Given records:
*****

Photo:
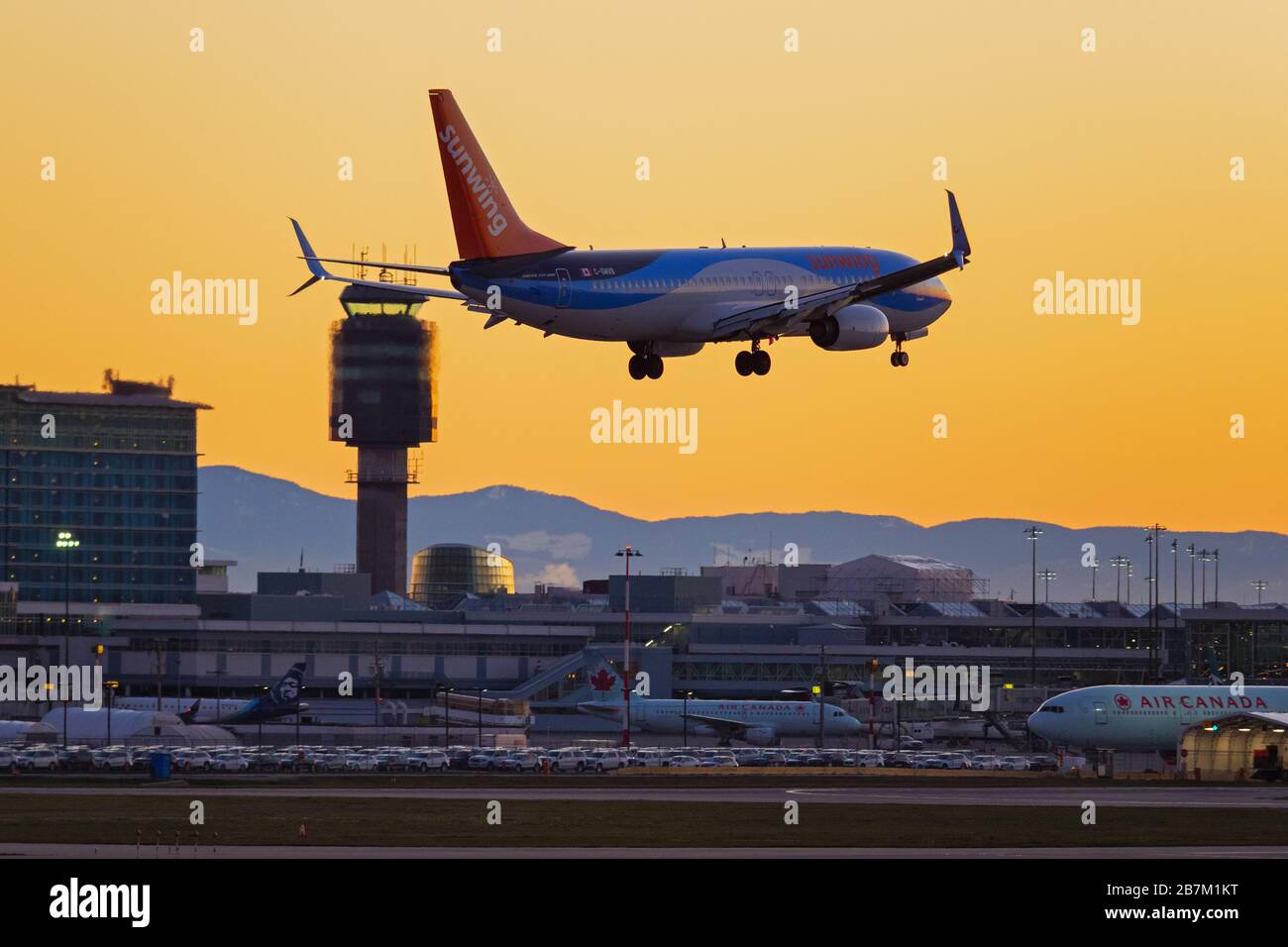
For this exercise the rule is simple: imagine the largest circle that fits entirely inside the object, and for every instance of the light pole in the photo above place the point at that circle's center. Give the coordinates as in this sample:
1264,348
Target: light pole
1119,562
111,692
219,690
67,543
1154,543
1203,558
1033,532
1176,607
1046,577
1193,554
447,714
627,553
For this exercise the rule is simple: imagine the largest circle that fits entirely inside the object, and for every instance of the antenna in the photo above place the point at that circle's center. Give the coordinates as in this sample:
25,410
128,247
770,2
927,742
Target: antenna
384,275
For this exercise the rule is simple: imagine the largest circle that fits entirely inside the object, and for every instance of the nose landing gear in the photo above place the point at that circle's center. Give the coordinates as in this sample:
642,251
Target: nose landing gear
644,363
752,363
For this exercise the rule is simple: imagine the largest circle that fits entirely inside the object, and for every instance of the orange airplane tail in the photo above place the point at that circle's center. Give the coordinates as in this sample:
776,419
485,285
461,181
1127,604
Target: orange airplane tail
485,223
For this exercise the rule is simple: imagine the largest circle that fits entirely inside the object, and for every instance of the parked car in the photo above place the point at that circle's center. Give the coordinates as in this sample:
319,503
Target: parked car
604,761
568,761
426,761
487,758
111,758
520,762
43,759
683,762
231,763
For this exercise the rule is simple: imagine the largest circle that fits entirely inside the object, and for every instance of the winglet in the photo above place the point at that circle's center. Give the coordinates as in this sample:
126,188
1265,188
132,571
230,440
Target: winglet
961,245
310,258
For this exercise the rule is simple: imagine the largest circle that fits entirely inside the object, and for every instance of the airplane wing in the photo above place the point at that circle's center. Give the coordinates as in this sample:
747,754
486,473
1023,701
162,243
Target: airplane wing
722,725
776,318
320,272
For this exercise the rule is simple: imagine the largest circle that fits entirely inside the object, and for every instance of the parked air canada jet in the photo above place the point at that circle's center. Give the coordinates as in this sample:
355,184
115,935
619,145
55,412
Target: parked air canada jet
664,303
760,723
1145,716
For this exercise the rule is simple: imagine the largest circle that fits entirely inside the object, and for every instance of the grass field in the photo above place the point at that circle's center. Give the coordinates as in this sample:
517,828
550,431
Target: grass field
351,821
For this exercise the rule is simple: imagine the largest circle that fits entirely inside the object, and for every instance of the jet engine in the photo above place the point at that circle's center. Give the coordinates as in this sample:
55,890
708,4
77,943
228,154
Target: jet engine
851,328
759,736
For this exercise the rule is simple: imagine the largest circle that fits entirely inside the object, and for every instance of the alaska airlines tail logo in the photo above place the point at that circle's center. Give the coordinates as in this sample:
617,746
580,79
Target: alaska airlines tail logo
477,183
287,689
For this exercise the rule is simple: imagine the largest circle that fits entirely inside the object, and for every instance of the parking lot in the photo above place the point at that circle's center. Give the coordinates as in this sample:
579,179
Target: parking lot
340,759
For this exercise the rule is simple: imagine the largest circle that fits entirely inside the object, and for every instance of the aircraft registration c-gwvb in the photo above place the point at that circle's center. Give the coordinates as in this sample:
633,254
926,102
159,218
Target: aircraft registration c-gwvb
664,303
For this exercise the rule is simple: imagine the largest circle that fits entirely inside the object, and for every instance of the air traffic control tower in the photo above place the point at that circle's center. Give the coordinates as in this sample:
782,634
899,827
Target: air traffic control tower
384,401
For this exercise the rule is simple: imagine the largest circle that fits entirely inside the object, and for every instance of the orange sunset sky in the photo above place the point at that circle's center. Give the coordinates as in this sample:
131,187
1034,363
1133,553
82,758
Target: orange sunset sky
1113,163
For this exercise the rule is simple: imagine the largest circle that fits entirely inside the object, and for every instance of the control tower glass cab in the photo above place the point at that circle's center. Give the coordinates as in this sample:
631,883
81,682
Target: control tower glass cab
382,402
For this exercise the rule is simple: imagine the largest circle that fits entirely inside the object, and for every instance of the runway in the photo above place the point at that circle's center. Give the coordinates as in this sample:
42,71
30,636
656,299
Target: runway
327,852
1111,795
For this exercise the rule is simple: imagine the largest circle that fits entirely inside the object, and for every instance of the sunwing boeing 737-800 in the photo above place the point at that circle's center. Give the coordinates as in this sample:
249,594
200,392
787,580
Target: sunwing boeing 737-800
664,303
1146,716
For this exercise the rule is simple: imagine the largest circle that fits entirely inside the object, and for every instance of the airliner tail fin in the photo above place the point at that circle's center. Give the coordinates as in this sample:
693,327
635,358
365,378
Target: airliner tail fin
485,223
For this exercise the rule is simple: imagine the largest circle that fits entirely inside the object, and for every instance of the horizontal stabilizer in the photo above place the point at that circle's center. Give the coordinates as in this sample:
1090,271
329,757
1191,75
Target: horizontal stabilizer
318,272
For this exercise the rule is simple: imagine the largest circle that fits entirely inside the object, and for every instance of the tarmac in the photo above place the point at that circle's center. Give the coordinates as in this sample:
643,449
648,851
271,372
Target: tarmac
305,851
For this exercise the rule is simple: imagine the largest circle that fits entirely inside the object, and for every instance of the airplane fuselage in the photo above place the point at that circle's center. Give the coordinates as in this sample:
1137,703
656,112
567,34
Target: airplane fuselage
1146,716
681,295
765,720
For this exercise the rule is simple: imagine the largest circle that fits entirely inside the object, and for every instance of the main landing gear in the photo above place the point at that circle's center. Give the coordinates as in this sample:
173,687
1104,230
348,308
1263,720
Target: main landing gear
752,363
644,363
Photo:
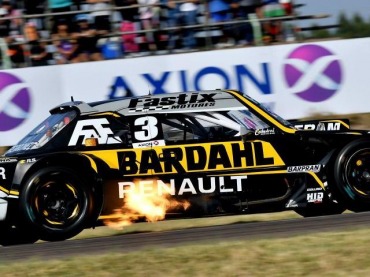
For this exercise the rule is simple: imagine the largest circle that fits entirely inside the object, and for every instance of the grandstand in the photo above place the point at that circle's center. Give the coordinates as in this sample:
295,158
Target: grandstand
117,30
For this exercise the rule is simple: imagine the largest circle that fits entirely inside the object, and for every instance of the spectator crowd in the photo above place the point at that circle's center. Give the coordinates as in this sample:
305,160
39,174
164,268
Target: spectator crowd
42,32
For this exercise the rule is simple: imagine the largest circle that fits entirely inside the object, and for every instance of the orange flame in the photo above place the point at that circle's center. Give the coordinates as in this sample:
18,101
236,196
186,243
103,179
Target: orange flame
144,203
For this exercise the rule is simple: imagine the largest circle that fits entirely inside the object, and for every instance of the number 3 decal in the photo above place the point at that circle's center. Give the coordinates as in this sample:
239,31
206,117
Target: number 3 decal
148,128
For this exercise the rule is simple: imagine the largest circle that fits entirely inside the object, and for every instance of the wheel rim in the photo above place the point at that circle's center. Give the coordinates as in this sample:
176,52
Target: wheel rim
57,201
357,173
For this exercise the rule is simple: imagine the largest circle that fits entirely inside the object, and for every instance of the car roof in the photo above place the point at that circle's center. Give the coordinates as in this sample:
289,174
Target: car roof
184,102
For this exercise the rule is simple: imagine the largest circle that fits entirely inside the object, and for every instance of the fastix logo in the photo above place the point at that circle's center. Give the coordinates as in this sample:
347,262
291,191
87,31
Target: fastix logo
196,158
15,101
188,100
93,128
313,73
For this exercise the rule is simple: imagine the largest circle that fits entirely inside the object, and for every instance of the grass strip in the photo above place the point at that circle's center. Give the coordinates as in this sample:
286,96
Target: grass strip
326,254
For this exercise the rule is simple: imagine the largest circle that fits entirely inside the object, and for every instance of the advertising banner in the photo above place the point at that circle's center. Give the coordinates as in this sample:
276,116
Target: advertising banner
294,80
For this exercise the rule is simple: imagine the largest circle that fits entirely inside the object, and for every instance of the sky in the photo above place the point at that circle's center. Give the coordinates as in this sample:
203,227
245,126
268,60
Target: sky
333,8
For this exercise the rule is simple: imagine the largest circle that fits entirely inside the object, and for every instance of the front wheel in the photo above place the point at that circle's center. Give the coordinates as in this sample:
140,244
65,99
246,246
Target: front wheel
321,210
56,203
352,175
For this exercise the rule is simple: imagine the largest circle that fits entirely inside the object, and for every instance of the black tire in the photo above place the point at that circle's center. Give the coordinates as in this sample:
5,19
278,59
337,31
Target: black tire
321,210
352,176
13,235
56,203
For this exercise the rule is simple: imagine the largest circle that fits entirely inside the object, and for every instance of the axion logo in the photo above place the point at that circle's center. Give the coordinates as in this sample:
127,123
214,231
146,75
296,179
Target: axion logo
93,128
15,101
313,73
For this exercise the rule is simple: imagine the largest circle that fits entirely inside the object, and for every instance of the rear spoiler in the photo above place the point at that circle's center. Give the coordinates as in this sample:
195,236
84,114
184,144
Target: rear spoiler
322,125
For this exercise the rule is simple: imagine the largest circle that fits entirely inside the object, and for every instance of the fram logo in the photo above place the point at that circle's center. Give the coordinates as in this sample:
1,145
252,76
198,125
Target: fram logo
15,101
313,73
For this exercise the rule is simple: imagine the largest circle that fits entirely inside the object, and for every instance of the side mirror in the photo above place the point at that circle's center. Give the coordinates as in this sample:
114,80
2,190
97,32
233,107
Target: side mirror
244,132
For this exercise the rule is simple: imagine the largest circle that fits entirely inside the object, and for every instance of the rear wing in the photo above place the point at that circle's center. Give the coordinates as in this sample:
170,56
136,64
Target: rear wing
322,125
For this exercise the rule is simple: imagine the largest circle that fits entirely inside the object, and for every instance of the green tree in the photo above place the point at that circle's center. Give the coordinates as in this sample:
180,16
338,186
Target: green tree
356,27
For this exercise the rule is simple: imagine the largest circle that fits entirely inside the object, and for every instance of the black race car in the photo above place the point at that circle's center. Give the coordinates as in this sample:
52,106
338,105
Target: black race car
220,151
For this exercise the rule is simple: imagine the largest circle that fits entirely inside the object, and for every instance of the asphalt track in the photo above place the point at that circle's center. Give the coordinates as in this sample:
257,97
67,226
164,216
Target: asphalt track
131,242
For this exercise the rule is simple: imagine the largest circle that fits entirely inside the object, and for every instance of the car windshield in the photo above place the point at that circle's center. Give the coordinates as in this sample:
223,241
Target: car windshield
44,132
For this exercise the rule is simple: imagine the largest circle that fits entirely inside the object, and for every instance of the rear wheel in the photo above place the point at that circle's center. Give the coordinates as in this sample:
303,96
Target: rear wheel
352,175
13,235
56,203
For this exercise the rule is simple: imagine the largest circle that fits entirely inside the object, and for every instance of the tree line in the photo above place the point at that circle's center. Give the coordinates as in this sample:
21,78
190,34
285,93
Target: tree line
348,27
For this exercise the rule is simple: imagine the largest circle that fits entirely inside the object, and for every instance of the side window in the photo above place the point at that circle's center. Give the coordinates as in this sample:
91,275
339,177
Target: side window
181,128
199,126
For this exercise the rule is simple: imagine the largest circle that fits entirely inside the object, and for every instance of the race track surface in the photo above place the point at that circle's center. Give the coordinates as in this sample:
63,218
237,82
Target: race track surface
131,242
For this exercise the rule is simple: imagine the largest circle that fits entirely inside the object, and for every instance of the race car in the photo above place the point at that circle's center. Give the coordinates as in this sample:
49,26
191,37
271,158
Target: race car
220,151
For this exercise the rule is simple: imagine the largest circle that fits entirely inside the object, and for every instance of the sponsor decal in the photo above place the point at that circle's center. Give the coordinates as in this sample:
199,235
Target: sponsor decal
15,101
193,186
320,126
7,160
313,73
183,101
304,168
195,158
2,173
152,143
314,189
93,128
315,197
262,132
31,160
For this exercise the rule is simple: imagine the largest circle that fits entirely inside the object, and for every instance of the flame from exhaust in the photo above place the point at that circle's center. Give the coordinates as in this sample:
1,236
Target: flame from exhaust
150,206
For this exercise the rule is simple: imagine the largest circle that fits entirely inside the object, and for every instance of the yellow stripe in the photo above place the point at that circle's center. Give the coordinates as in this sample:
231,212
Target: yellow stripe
106,113
254,173
337,120
313,174
14,192
262,112
4,190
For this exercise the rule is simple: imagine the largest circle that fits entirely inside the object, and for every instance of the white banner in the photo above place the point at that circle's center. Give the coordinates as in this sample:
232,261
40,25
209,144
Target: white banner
294,80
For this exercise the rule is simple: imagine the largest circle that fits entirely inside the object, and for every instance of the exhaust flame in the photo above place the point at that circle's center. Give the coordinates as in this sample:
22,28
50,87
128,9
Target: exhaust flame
145,204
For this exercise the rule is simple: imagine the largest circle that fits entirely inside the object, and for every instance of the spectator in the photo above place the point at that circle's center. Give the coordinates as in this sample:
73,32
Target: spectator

*****

Exercise description:
Reproduce without change every line of the rows, starting at the line that contains "of the exhaust" and continuing through the final line of the rows, with both of those lines included.

Response to the exercise:
For this exercise the rule is simple: imagine the largest circle that fits entirely inside the object, and for every instance of the exhaust flame in the photo above place the point at that circle's center. Give the coordinates as in this sample:
22,28
50,87
128,9
Target: exhaust flame
145,204
For this exercise the rule is simple: imagine the largest circle that fits entirely inside the object, and for every instance of the spectator in the photo above place the point at that circle's center. Give the coordinates as in this sample:
73,32
Target: spectator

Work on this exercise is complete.